TEXTO FORNECIDO |
Por que a “greve geral” de sexta-feira não fez barulho

Por que a “greve geral” de sexta-feira não fez barulho

Explicar o esvaziamento das manifestações, tanto de esquerda como de direita, não é trivial. Veja avaliações

Reportagem publicada originalmente em EXAME Hoje, app disponível na App Store e no Google PlayPara ler reportagens antecipadamente, assine EXAME Hoje.
A pinguela presidencial nunca balançou tanto como nesta semana. O presidente Michel Temer foi atingido pela denúncia da Procuradoria-Geral da República — que o acusa de corrupção passiva por ser destino final de propina paga a seu ex-assessor Rodrigo Rocha Loures (PMDB-PR), o responsável por receber 500.000 reais em dinheiro vivo de executivos-delatores do grupo J&F — e mergulhou no seu mais profundo poço de impopularidade: apenas 7% avaliam o governo em ótimo ou bom, segundo o instituto Datafolha. Ainda nesta semana, escolheu uma opositora de seu novo desafeto, o procurador-geral Rodrigo Janot, para sucedê-lo no comando do MPF — ainda que o preferido dos procuradores da República fosse Nicolao Dino, vice-procurador-eleitoral que buscou cassá-lo no Tribunal Superior Eleitoral. Pela lei, nada repreensível, não fosse o encontro na noite anterior, fora da agenda oficial mais uma vez, com o ministro Gilmar Mendes. De segunda a sexta, uma sucessão de falhas éticas permeou o governo. Um escândalo, certo? Não exatamente.

TRECHOS DA LISTAGEM |
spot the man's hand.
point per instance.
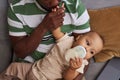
(54, 19)
(75, 63)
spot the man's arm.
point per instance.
(25, 45)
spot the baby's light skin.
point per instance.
(91, 41)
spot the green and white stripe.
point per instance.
(25, 15)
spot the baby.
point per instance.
(54, 65)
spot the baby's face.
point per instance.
(91, 41)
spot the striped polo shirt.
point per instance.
(25, 15)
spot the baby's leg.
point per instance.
(18, 70)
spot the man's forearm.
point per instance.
(28, 44)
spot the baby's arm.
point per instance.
(71, 73)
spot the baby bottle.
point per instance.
(78, 51)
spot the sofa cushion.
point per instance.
(107, 23)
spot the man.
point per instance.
(31, 22)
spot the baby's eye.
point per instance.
(87, 42)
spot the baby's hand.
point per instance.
(75, 63)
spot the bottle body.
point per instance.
(78, 51)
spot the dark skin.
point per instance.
(51, 21)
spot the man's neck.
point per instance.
(42, 6)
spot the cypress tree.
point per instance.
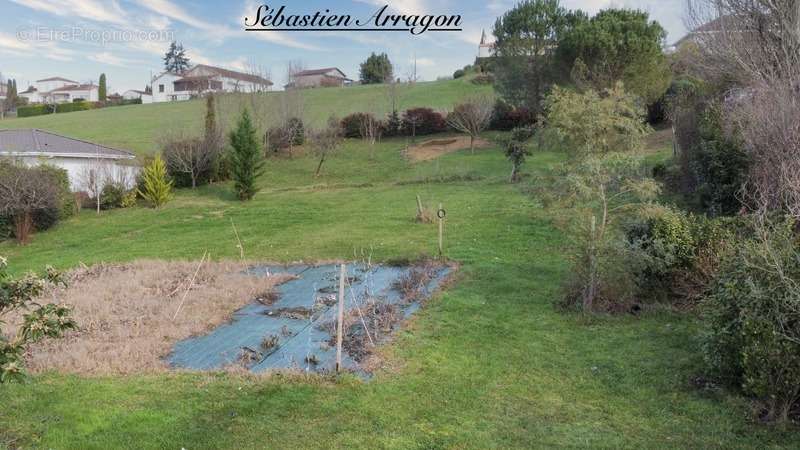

O QUE FAZER |
**a)** Transcreva, sem qualquer alteração, as linhas da listagem que vão daquela que contém "spot the sofa cushion." até o final da listagem, incluindo as duas extremidades. Deixe as imagens de fora da resposta.
**b)** Dê continuidade à reportagem sobre a greve geral de sexta-feira a partir do ponto em que ela termina.

RESPOSTAS POR TAREFA |
**a)**
spot the sofa cushion.
point per instance.
(107, 23)
spot the man.
point per instance.
(31, 22)
spot the baby's eye.
point per instance.
(87, 42)
spot the baby's hand.
point per instance.
(75, 63)
spot the bottle body.
point per instance.
(78, 51)
spot the dark skin.
point per instance.
(51, 21)
spot the man's neck.
point per instance.
(42, 6)
spot the cypress tree.
point per instance.

**b)**
A reação aos eventos foi nula. Nas ruas, a “Greve Geral” chamada por centrais sindicais contra as reformas trabalhista e previdenciária não fez barulho. Um dia antes, inclusive, a trabalhista passava incólume na Comissão de Constituição e Justiça da Senado, por 16 votos favoráveis a 9. Na semana que vem, deve ser aprovada em Plenário e sancionada pelo presidente. Nem assim os sindicatos de transporte público de São Paulo, presentes sempre em manifestações do tipo, mostraram-se dispostos a comprar a briga. A maior manifestação aconteceu em Brasília, onde pararam ônibus e Metrô, mas os atos de protesto passaram longe da adesão e do agito das manifestações de 24 de maio, quando três ministérios foram incendiados. Naquele dia 24 maio, havia 150.000 manifestantes, segundo organizadores. A PM contou 25.000. Na última sexta-feira, foram apenas 5.000.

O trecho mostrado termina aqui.